Page extract –
========
As is the case with most parenting-related decisions, breastfeeding, and the right not to, are the subject of a polarized debate with potential feelings of shame, guilt, and resentment experienced by those mothers who feel that they “don’t measure up”.
When, in the realm of birth and childcare, we depart from what we have been evolutionarily designed to accomplish, we often learn that our assumptions about what we thought we knew, turn out to be embarrassingly reductionist.
Formula and breast milk are not alternatives to one another. Formula’s early incarnation in the 1800s as a concoction of wheat flour, cow’s milk, and malt has progressed into more sinister territory in the modern day.
Cornucopia institute reviews the concerning ingredients in organic baby formula (they don’t even deign to comment on the GMO and pesticide-laden poisons in non-organic brands) with a focus on refined sugars including corn syrup and brown rice syrup (laced with arsenic), palm oil and hexane extracted fatty acids, carrageenan, synthetic preservatives and nutrients.
Sadly, the report ends with a sort of hands-in-the-air shrug, seemly to say, “sorry, there’s just nothing out there that will do.”
========
Information given –
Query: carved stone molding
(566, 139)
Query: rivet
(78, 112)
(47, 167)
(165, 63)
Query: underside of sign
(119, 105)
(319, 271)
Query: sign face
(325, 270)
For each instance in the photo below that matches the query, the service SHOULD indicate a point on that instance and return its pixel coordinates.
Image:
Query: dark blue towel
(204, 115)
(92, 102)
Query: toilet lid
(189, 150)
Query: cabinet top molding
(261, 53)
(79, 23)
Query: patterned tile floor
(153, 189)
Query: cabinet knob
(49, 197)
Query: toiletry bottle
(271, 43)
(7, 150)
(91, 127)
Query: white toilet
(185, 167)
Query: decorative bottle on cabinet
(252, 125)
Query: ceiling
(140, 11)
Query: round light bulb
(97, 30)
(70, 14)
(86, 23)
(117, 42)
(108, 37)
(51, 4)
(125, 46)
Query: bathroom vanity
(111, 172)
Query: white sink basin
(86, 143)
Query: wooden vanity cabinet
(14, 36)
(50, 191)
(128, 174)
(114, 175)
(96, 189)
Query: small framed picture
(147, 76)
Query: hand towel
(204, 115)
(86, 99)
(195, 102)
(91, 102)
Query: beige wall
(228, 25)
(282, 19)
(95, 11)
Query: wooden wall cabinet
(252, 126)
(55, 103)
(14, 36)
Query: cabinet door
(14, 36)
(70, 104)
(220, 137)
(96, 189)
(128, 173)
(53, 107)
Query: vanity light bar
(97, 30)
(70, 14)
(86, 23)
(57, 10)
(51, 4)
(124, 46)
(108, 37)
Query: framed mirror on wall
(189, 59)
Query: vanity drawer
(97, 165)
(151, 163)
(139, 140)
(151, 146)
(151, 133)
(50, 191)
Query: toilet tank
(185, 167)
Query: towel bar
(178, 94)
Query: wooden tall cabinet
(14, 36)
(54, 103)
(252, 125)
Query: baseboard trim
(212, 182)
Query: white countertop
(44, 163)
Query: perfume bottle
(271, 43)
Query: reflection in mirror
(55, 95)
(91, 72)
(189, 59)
========
What to do –
1. List the ingredients that the passage on breastfeeding and formula names in formula's early form in the 1800s.
2. From the passage on breastfeeding and formula, print the text from "As is the case" to "be embarrassingly reductionist.".

Responses to the exercise –
1.
wheat flour
cow's milk
malt

2.
As is the case with most parenting-related decisions, breastfeeding, and the right not to, are the subject of a polarized debate with potential feelings of shame, guilt, and resentment experienced by those mothers who feel that they “don’t measure up”.
When, in the realm of birth and childcare, we depart from what we have been evolutionarily designed to accomplish, we often learn that our assumptions about what we thought we knew, turn out to be embarrassingly reductionist.